Своею болезненностью эпилептика, своею жизнью в вечной бедности и под гнетом самых жестоких унижений Достоевский является полярною противоположностью Толстому с его крепким здоровьем и обеспеченным материальным положением. Как сын простонародья, он прямая противоположность Толстому-дворянину. Как сибирский каторжник, перенесший всякого рода душевные и телесные страдания, он противоположен Толстому — богатому и счастливому помещику. Как христианин по инстинкту, он противоположен Толстому, пришедшему к христианству путем трудной борьбы. Между тем как старый блузник из Ясной Поляны всячески старается увернуться от денег, которые являются к нему непрошеными, Достоевский всю жизнь свою прожил в погоне за копейкой, чтобы покрыть свои долги и обеспечить свое существование, пока, наконец, в самые последние годы его жизни вторая жена его не упорядочила его дела. Между тем как для Толстого смерть является резким и ужасающим пресечением жизни, Достоевский умирает, так сказать, всю свою жизнь, все вновь и вновь переживая тот ужас смерти, который навеял на него в юности произнесенный над ним смертный приговор.
Сердце Мережковского принадлежит Достоевскому. Критик выдвигает вперед все его преимущества и отодвигает на задний план все его недостатки, так что они едва заметны. При скромности Мережковского-художника, при его осторожности в отношении всего, касающегося половой жизни — эта осторожность присуща русской литературе вообще — следовало бы ожидать, что кошмарное (хотя и осторожное) отношение Достоевского к половым переживаниям вызовет в нем тревогу и антипатию. Но многое прощается Достоевскому за то, что он обладает христианским укладом души. Даже преступные в половом отношении черты его фантазии, даже те омуты болезненной похоти, в которые он дает заглянуть своему читателю, трактуются Мережковским с великою снисходительностью. Зато Достоевский справедливо превозносится за тот открытый и широкий взор, которым он обнимал европейскую литературу, между тем как толстовское отрицание самых различных книг и произведений искусства не менее справедливо выставляется на суд читателя.
Противоположность художественных приемов обоих этих писателей блестяще выявляется Мережковским, когда он говорит, что у Толстого, при чуждых его натуре полутонах и недостающем его стилю искусстве, но при той упругой телесности, которую все принимает у него, мы слышим людей потому, что видим их; у нетелесного же Достоевского мы, благодаря мастерскому диалогу, видим людей лишь потому, что слышим их.
Интересно также указание на то, что лишенная всякого содержания мысль Ницше о вечном повторении жизни земли в совершенно той же форме высказана уже чертом в «Братьях Карамазовых»; там черт заявляет, что мир уже повторился, пожалуй, биллион раз. Мережковский особенно наслаждается возможностью привести в связь эти два излюбленные им имени — Ницше и Достоевский.
После тривиальности, вымученное глубокомыслие является худшим пороком критика. Мережковский никогда не тривиален, но слишком часто страдает изысканностью и вымученностью. Неужели его русские читатели действительно считают естественным то, что он упорно сопоставляет Пушкина с Рафаэлем, Толстого с Микеланджело и Достоевского с Леонардо? Надо во всяком случае быть русским, чтобы делать такие сопоставления и наслаждаться ими.

- [Попробуйте сами]: Переведите на английский язык предложение из отрывка о Мережковском и Достоевском: «Мережковский никогда не тривиален, но слишком часто страдает изысканностью и вымученностью».

- [Исходные данные]:
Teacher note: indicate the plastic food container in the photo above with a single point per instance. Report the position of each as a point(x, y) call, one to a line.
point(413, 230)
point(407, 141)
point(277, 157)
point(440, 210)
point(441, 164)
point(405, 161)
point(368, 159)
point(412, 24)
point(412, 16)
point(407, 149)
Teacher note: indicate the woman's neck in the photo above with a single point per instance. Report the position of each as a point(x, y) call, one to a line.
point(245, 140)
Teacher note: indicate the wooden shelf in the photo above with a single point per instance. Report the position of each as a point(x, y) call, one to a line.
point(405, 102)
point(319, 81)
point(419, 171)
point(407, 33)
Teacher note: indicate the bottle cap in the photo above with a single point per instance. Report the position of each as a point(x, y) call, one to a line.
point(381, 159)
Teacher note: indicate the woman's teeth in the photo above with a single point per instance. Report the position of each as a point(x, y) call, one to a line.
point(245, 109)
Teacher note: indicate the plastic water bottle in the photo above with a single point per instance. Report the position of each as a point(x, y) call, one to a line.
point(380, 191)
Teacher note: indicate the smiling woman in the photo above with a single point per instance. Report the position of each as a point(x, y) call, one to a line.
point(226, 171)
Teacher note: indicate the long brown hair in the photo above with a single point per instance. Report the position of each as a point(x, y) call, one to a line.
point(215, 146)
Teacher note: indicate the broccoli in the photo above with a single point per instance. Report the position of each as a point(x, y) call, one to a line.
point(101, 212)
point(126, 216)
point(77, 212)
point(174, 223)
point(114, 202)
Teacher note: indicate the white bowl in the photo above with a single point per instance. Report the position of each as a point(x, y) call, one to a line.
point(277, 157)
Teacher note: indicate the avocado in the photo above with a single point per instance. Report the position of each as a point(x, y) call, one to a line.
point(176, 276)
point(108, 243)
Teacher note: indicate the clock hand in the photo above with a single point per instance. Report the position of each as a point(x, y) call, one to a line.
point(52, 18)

- [Решение задания]: Merezhkovsky is never trivial, but all too often he suffers from affectation and strained effort.